> **What the task requires**
Word for word, repeat each record that follows.

> **Data for processing**
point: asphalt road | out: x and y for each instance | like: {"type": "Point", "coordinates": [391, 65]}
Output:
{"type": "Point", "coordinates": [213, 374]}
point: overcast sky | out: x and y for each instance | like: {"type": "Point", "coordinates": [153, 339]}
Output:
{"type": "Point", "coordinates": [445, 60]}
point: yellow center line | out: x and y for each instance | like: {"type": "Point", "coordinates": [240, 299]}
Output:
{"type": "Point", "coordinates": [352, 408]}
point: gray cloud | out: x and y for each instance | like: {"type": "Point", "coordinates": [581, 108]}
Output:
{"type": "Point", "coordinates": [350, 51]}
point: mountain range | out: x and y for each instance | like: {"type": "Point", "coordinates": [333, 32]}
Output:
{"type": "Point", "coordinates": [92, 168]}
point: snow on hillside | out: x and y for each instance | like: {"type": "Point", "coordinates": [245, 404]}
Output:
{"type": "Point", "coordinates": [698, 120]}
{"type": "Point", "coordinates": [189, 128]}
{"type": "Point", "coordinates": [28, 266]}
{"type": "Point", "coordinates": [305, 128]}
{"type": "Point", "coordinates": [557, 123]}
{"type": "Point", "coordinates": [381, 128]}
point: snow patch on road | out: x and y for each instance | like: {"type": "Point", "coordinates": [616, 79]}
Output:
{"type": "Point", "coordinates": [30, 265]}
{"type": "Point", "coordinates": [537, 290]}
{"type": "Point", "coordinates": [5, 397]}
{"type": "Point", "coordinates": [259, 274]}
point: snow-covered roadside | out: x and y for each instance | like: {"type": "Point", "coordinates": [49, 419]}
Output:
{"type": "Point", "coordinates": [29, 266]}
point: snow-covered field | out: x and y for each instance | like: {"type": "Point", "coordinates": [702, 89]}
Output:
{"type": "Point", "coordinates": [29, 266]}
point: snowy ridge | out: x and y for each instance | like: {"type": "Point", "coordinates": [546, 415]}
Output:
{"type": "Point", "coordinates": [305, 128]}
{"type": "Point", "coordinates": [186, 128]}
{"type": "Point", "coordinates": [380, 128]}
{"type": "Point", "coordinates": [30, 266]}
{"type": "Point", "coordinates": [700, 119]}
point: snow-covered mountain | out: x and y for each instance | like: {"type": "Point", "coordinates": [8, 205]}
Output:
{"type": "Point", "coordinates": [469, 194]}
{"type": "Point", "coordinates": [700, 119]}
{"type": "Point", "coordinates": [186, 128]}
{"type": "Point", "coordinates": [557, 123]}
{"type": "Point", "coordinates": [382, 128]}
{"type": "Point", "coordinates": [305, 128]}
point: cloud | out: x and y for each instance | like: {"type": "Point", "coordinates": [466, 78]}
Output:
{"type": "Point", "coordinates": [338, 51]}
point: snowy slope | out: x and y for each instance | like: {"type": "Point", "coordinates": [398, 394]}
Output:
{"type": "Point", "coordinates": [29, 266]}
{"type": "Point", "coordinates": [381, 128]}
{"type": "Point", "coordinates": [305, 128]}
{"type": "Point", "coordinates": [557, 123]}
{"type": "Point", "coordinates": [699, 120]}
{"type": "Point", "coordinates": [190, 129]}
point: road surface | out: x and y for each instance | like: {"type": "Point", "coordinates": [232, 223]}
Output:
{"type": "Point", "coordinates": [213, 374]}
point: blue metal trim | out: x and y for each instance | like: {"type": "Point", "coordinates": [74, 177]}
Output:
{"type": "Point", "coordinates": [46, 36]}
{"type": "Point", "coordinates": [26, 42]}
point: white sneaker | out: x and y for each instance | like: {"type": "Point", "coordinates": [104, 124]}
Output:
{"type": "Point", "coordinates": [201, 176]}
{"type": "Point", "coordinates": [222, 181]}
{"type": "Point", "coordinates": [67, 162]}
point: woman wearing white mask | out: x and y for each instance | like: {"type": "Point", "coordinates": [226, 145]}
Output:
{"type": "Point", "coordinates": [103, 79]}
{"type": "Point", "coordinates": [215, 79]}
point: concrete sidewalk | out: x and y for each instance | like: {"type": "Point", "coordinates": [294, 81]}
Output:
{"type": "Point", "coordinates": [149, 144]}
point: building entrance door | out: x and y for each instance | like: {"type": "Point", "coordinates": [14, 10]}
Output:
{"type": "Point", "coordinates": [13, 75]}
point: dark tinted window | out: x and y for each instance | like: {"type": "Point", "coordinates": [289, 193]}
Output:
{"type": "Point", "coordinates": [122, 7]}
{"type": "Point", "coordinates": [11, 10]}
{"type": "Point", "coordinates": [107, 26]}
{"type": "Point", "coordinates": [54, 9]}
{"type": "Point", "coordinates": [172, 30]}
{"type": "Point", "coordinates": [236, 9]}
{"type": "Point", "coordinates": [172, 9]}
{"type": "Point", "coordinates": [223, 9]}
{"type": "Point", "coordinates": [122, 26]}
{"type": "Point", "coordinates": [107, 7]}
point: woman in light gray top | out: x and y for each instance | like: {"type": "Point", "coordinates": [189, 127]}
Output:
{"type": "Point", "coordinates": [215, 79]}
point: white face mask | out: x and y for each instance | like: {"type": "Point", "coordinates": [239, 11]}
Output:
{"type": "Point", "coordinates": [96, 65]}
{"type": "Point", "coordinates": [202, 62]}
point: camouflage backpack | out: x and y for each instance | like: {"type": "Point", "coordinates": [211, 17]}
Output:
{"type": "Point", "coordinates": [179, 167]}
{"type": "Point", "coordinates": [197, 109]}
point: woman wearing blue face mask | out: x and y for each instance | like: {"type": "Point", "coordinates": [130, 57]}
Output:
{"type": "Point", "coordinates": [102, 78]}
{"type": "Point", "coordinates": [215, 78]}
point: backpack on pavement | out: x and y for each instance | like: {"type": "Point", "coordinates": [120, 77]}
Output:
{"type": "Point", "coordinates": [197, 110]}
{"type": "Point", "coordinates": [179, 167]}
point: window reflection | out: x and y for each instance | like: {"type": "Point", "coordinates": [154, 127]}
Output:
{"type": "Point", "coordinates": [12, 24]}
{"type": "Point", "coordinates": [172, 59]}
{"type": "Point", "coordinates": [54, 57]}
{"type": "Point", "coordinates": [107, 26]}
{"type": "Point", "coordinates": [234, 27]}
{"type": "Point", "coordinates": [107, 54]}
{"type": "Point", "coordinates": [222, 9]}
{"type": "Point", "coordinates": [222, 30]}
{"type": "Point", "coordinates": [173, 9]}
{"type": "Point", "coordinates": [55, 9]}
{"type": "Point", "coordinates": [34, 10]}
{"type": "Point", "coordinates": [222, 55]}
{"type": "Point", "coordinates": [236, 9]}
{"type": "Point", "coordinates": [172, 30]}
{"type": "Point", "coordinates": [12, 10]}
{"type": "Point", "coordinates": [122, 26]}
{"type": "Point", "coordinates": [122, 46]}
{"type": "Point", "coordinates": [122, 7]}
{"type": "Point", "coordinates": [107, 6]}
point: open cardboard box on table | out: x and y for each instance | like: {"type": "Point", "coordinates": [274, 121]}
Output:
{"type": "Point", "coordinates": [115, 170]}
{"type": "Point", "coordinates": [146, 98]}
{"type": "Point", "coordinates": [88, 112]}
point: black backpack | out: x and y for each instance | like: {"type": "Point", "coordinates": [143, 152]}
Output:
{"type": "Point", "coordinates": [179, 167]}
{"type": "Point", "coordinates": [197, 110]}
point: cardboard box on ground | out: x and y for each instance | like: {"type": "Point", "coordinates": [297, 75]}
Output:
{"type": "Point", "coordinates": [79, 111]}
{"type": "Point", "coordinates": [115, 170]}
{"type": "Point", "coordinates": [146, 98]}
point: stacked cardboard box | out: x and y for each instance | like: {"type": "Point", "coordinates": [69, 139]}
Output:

> **The completed task**
point: asphalt road | out: x and y for each instance | like: {"type": "Point", "coordinates": [391, 65]}
Output:
{"type": "Point", "coordinates": [213, 374]}
point: overcast sky | out: x and y for each instance | like: {"type": "Point", "coordinates": [153, 339]}
Output:
{"type": "Point", "coordinates": [445, 60]}
point: yellow center line | out: x and y for each instance | like: {"type": "Point", "coordinates": [240, 299]}
Output:
{"type": "Point", "coordinates": [352, 408]}
point: gray cloud | out: x and y for each instance | like: {"type": "Point", "coordinates": [581, 108]}
Output:
{"type": "Point", "coordinates": [350, 51]}
point: mountain range | out: x and y for each instance | like: {"type": "Point", "coordinates": [333, 32]}
Output:
{"type": "Point", "coordinates": [92, 168]}
point: snow on hillside | out: x and y for each instance | like: {"type": "Point", "coordinates": [245, 404]}
Output:
{"type": "Point", "coordinates": [698, 120]}
{"type": "Point", "coordinates": [189, 128]}
{"type": "Point", "coordinates": [28, 266]}
{"type": "Point", "coordinates": [305, 128]}
{"type": "Point", "coordinates": [557, 123]}
{"type": "Point", "coordinates": [381, 128]}
point: snow patch on road | out: x and y for each instance | like: {"type": "Point", "coordinates": [616, 79]}
Output:
{"type": "Point", "coordinates": [30, 265]}
{"type": "Point", "coordinates": [537, 290]}
{"type": "Point", "coordinates": [5, 397]}
{"type": "Point", "coordinates": [259, 274]}
point: snow-covered roadside | out: x and y for each instance | like: {"type": "Point", "coordinates": [49, 419]}
Output:
{"type": "Point", "coordinates": [29, 266]}
point: snow-covered field | out: x and y for each instance | like: {"type": "Point", "coordinates": [702, 89]}
Output:
{"type": "Point", "coordinates": [29, 266]}
point: snowy ridge | out: x and y for each instance | like: {"type": "Point", "coordinates": [546, 415]}
Output:
{"type": "Point", "coordinates": [305, 128]}
{"type": "Point", "coordinates": [186, 128]}
{"type": "Point", "coordinates": [380, 128]}
{"type": "Point", "coordinates": [30, 266]}
{"type": "Point", "coordinates": [700, 119]}
point: snow-covered mountain | out: x and y for each instance | like: {"type": "Point", "coordinates": [8, 205]}
Output:
{"type": "Point", "coordinates": [469, 194]}
{"type": "Point", "coordinates": [700, 119]}
{"type": "Point", "coordinates": [186, 128]}
{"type": "Point", "coordinates": [557, 123]}
{"type": "Point", "coordinates": [382, 128]}
{"type": "Point", "coordinates": [305, 128]}
point: cloud | out: x and y for each instance | like: {"type": "Point", "coordinates": [466, 78]}
Output:
{"type": "Point", "coordinates": [338, 51]}
point: snowy slope | out: x and y for each instance | like: {"type": "Point", "coordinates": [398, 394]}
Output:
{"type": "Point", "coordinates": [29, 266]}
{"type": "Point", "coordinates": [381, 128]}
{"type": "Point", "coordinates": [305, 128]}
{"type": "Point", "coordinates": [557, 123]}
{"type": "Point", "coordinates": [699, 120]}
{"type": "Point", "coordinates": [190, 129]}
point: road surface | out: x and y for each instance | like: {"type": "Point", "coordinates": [232, 223]}
Output:
{"type": "Point", "coordinates": [213, 374]}
point: blue metal trim | out: x and y for each instance | like: {"type": "Point", "coordinates": [74, 177]}
Output:
{"type": "Point", "coordinates": [46, 36]}
{"type": "Point", "coordinates": [26, 42]}
point: white sneaker | out: x and y for each instance | like: {"type": "Point", "coordinates": [104, 124]}
Output:
{"type": "Point", "coordinates": [201, 176]}
{"type": "Point", "coordinates": [222, 181]}
{"type": "Point", "coordinates": [67, 162]}
point: woman wearing white mask | out: x and y for each instance | like: {"type": "Point", "coordinates": [226, 145]}
Output:
{"type": "Point", "coordinates": [103, 79]}
{"type": "Point", "coordinates": [215, 79]}
point: concrete sidewalk | out: x and y for each instance | like: {"type": "Point", "coordinates": [294, 81]}
Output:
{"type": "Point", "coordinates": [149, 144]}
point: building entrance door | out: x and y for each instance | like: {"type": "Point", "coordinates": [14, 10]}
Output:
{"type": "Point", "coordinates": [13, 75]}
point: dark tinted window | out: x and y for each instance | like: {"type": "Point", "coordinates": [289, 193]}
Output:
{"type": "Point", "coordinates": [122, 7]}
{"type": "Point", "coordinates": [11, 10]}
{"type": "Point", "coordinates": [107, 26]}
{"type": "Point", "coordinates": [54, 9]}
{"type": "Point", "coordinates": [172, 30]}
{"type": "Point", "coordinates": [236, 9]}
{"type": "Point", "coordinates": [172, 9]}
{"type": "Point", "coordinates": [223, 9]}
{"type": "Point", "coordinates": [122, 26]}
{"type": "Point", "coordinates": [107, 7]}
point: woman in light gray top | out: x and y for each instance | like: {"type": "Point", "coordinates": [189, 127]}
Output:
{"type": "Point", "coordinates": [215, 79]}
point: white face mask | out: x and y for each instance | like: {"type": "Point", "coordinates": [239, 11]}
Output:
{"type": "Point", "coordinates": [96, 65]}
{"type": "Point", "coordinates": [202, 62]}
point: camouflage backpack | out: x and y for each instance | like: {"type": "Point", "coordinates": [211, 17]}
Output:
{"type": "Point", "coordinates": [179, 167]}
{"type": "Point", "coordinates": [197, 109]}
point: woman wearing blue face mask | out: x and y for each instance | like: {"type": "Point", "coordinates": [130, 57]}
Output:
{"type": "Point", "coordinates": [102, 78]}
{"type": "Point", "coordinates": [215, 78]}
point: backpack on pavement | out: x and y for each instance | like: {"type": "Point", "coordinates": [120, 77]}
Output:
{"type": "Point", "coordinates": [197, 110]}
{"type": "Point", "coordinates": [179, 167]}
point: window reflection | out: x and y for each instance | like: {"type": "Point", "coordinates": [154, 127]}
Output:
{"type": "Point", "coordinates": [12, 24]}
{"type": "Point", "coordinates": [172, 59]}
{"type": "Point", "coordinates": [54, 57]}
{"type": "Point", "coordinates": [107, 26]}
{"type": "Point", "coordinates": [234, 27]}
{"type": "Point", "coordinates": [107, 54]}
{"type": "Point", "coordinates": [222, 9]}
{"type": "Point", "coordinates": [222, 30]}
{"type": "Point", "coordinates": [173, 9]}
{"type": "Point", "coordinates": [55, 9]}
{"type": "Point", "coordinates": [34, 10]}
{"type": "Point", "coordinates": [222, 55]}
{"type": "Point", "coordinates": [236, 9]}
{"type": "Point", "coordinates": [172, 30]}
{"type": "Point", "coordinates": [12, 10]}
{"type": "Point", "coordinates": [122, 26]}
{"type": "Point", "coordinates": [122, 46]}
{"type": "Point", "coordinates": [122, 7]}
{"type": "Point", "coordinates": [107, 6]}
point: open cardboard box on table | out: x and y for each instance | like: {"type": "Point", "coordinates": [274, 121]}
Output:
{"type": "Point", "coordinates": [115, 170]}
{"type": "Point", "coordinates": [146, 98]}
{"type": "Point", "coordinates": [88, 112]}
point: black backpack | out: x and y for each instance | like: {"type": "Point", "coordinates": [143, 152]}
Output:
{"type": "Point", "coordinates": [179, 167]}
{"type": "Point", "coordinates": [197, 110]}
point: cardboard box on ground | out: x and y for each instance | like: {"type": "Point", "coordinates": [297, 75]}
Output:
{"type": "Point", "coordinates": [79, 111]}
{"type": "Point", "coordinates": [115, 170]}
{"type": "Point", "coordinates": [146, 98]}
point: stacked cardboard box | out: x and y for each instance | like: {"type": "Point", "coordinates": [69, 139]}
Output:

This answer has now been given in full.